§ **WHAT TO PRODUCE**
Please transcribe all of the entries exactly, leaving out any images.

(Stored data entries)

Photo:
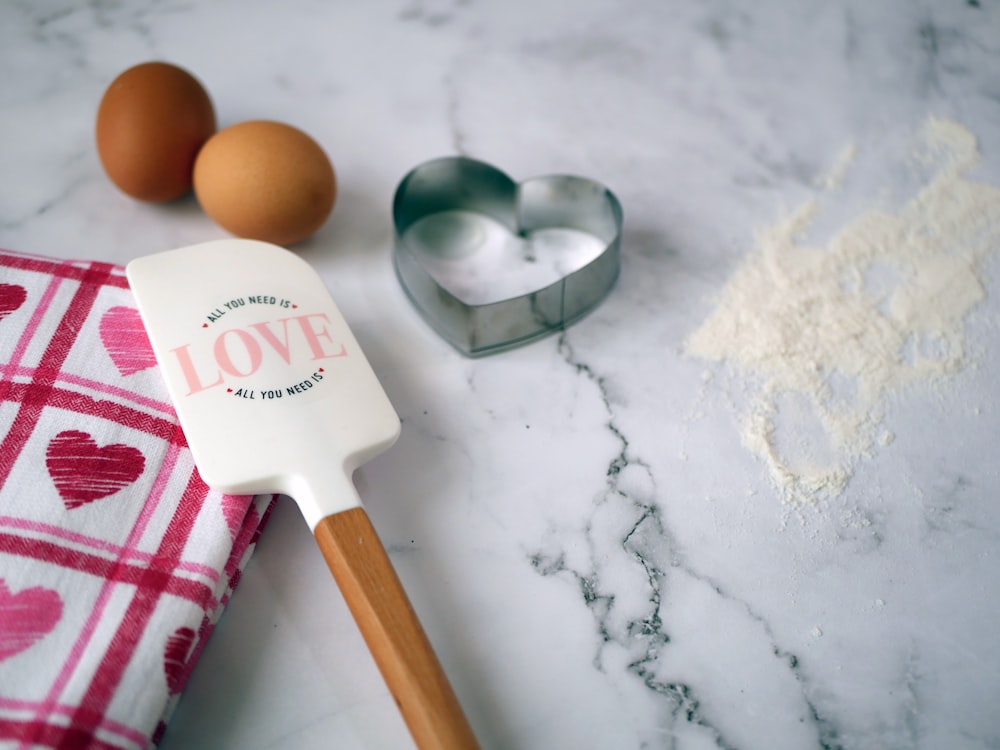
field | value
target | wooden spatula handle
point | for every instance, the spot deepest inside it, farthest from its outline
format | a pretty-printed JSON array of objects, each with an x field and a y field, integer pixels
[{"x": 394, "y": 635}]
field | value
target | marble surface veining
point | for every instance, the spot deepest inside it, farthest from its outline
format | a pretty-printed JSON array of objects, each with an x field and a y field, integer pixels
[{"x": 598, "y": 559}]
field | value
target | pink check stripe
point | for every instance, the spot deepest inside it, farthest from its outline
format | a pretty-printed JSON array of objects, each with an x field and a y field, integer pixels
[
  {"x": 121, "y": 552},
  {"x": 108, "y": 725},
  {"x": 90, "y": 384}
]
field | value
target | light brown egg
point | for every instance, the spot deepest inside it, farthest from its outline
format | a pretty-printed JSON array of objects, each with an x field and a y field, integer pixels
[
  {"x": 265, "y": 180},
  {"x": 151, "y": 122}
]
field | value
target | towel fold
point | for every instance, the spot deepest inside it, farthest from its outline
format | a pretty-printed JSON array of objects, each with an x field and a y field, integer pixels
[{"x": 116, "y": 560}]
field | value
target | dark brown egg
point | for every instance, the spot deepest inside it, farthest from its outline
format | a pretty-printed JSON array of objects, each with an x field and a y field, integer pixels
[{"x": 151, "y": 123}]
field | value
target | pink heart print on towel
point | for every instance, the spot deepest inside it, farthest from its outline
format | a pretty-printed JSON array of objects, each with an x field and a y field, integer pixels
[
  {"x": 175, "y": 658},
  {"x": 12, "y": 297},
  {"x": 125, "y": 340},
  {"x": 26, "y": 617},
  {"x": 83, "y": 471}
]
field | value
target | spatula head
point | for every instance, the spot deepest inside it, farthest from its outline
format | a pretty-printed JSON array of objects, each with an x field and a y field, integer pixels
[{"x": 271, "y": 388}]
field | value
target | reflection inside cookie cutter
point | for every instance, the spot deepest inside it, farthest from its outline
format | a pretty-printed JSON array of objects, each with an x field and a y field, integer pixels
[{"x": 490, "y": 263}]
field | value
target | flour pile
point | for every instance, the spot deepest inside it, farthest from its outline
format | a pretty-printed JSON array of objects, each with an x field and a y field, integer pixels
[{"x": 827, "y": 332}]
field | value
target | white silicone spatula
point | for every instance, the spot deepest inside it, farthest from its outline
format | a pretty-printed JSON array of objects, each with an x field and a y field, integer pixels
[{"x": 274, "y": 395}]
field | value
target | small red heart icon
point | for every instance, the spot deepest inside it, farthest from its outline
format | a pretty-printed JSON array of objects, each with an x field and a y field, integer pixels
[
  {"x": 12, "y": 296},
  {"x": 124, "y": 338},
  {"x": 83, "y": 471},
  {"x": 25, "y": 617},
  {"x": 176, "y": 653}
]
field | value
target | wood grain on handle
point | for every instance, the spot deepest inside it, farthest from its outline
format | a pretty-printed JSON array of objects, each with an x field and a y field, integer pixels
[{"x": 394, "y": 635}]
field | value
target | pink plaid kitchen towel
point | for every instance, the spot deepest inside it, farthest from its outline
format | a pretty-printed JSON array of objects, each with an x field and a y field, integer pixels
[{"x": 115, "y": 559}]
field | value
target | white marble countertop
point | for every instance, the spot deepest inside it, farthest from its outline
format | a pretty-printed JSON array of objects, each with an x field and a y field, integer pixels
[{"x": 599, "y": 559}]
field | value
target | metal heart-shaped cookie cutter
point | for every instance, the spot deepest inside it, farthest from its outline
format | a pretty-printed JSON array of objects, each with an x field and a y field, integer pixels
[{"x": 564, "y": 202}]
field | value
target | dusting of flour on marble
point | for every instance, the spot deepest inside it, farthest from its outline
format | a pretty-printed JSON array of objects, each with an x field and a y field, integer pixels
[{"x": 824, "y": 333}]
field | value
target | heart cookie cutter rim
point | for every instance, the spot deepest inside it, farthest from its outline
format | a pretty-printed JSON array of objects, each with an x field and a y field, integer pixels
[{"x": 550, "y": 201}]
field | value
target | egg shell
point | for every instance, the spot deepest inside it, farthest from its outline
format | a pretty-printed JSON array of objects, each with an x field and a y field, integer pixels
[
  {"x": 151, "y": 122},
  {"x": 265, "y": 180}
]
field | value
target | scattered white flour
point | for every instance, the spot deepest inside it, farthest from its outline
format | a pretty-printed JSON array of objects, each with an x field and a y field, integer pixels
[{"x": 826, "y": 332}]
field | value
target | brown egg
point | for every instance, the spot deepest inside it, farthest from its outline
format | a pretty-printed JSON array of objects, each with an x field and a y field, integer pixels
[
  {"x": 265, "y": 180},
  {"x": 150, "y": 124}
]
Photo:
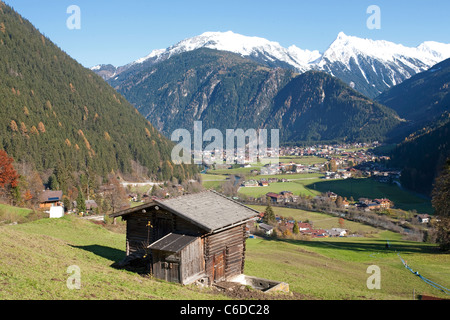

§ **SOLUTION FOR THIS EXERCISE**
Photo:
field | value
target | wooden spatula handle
point | for every instance, the spot deepest inside it, farthest from its outline
format | a pretty-printed JSON array of objects, each with an x field and a y field, integer pixels
[{"x": 394, "y": 635}]
field | value
target | marble surface veining
point | for every instance, the spot deepest inside it, farthest from its outline
format | a pretty-printed JSON array of objects, each with an x field and a y field, integer pixels
[{"x": 598, "y": 559}]
field | value
target | pink check stripe
point | for every instance, the spot deepest inside it, farthest from its outline
format | a pretty-printed JSON array of objects, each with an x field and a y field, integer pixels
[
  {"x": 121, "y": 552},
  {"x": 108, "y": 725},
  {"x": 90, "y": 384}
]
field | value
target | light brown egg
point | for every instance, the spot deepest inside it, farthest from its outline
format | a pretty-printed JSON array of objects, each with an x field and a y field, integer pixels
[
  {"x": 265, "y": 180},
  {"x": 151, "y": 122}
]
field | value
target | towel fold
point | for every instance, the spot deepest inside it, farthest from its outline
format | a pretty-printed JSON array of objects, each with an x field and a y field, integer pixels
[{"x": 116, "y": 560}]
field | value
target | dark brown egg
point | for every instance, the spot deepest inside it, farthest from its outline
format | a pretty-printed JSON array of objects, each with an x field and a y field, integer pixels
[{"x": 151, "y": 123}]
field | value
target | pink heart print on towel
point | for every instance, the spot deepest inside it, farthest from its outline
format | a pretty-printed JSON array of objects, each with an x field and a y field, integer pixels
[
  {"x": 175, "y": 658},
  {"x": 12, "y": 297},
  {"x": 125, "y": 340},
  {"x": 26, "y": 617},
  {"x": 83, "y": 471}
]
field | value
target | spatula head
point | for every instance, the spot deepest inside it, farthest from its outline
format | a pretty-printed JSON array of objects, each with an x field and a y field, integer pixels
[{"x": 271, "y": 388}]
field | value
target | reflection inside cookie cutter
point | for every instance, the spot deepest inside it, farthest from its outline
format | a pretty-printed JSON array of objects, each with an x field and a y field, integer pixels
[{"x": 490, "y": 263}]
field | value
target | flour pile
point | for every instance, the spot deepest inside it, farthest from its outline
format | a pretty-printed JSON array of objects, each with an x field and a y field, integer pixels
[{"x": 827, "y": 332}]
field | value
target | white silicone spatula
point | for every instance, the spot deepest inside it, farthest from its outline
format | a pretty-printed JSON array of objects, each with an x field and a y field, integer pixels
[{"x": 274, "y": 395}]
field | value
target | small red heart icon
point | for every instance, the spot deepest inside it, farthest from its outline
format | a pretty-printed JSON array of objects, each with an x field and a y field, integer pixels
[
  {"x": 12, "y": 296},
  {"x": 124, "y": 338},
  {"x": 83, "y": 471},
  {"x": 25, "y": 617},
  {"x": 176, "y": 653}
]
field | value
target | wood grain on handle
point | for every instance, the spot deepest inside it, farthest from its outline
format | a pretty-printed JSON array of objects, each with an x field and a y field, integer pixels
[{"x": 394, "y": 635}]
field | value
target | pink plaid kitchen towel
point | for every instance, the spot deepest inside it, farthest from its outline
format | a pretty-printed JSON array of objects, each with an x field and a y field, integer pixels
[{"x": 115, "y": 559}]
field | value
target | white marble countertop
point | for every instance, the spot deepest inside it, farthest from its outline
format | a pretty-printed JSON array of objects, each with an x field and a y field, integer pixels
[{"x": 599, "y": 559}]
field | value
target | metal heart-shaped cookie cutter
point | for every instance, the spot deepest inside it, farthest from its outline
format | a pretty-printed JSON array of objects, each with an x field and a y field, integer pixels
[{"x": 564, "y": 202}]
field | value
target | dusting of flour on marble
point | for every instance, the spot deepest inside it, farthest from its outline
format | a pretty-printed JSON array of objects, each with an x field and a y field, integer pixels
[{"x": 824, "y": 333}]
field | value
target | heart cookie cutter rim
point | for every instance, the spot deepest inside it, farthest from its outline
format | a pretty-printed JSON array of objects, each with an x field and a y field, integer pixels
[{"x": 550, "y": 201}]
field | value
target | egg shell
point | for every instance, the spot deepest inside it, farthest from its outline
format | a pretty-printed JSON array of objects, each with an x field and a y field, integer pixels
[
  {"x": 151, "y": 122},
  {"x": 265, "y": 180}
]
field | value
target | scattered white flour
point | for every instance, the spot deepest inside it, farthest from its outline
format | a pretty-printed JSON array of objects, each with an x field and a y field, integer pixels
[{"x": 826, "y": 332}]
field | value
target | brown egg
point | for every instance, the spot deepest inside it, farthest from its outline
format | a pretty-printed JSON array of objects, each with an x field and a y field, integer pixels
[
  {"x": 265, "y": 180},
  {"x": 150, "y": 124}
]
Photo:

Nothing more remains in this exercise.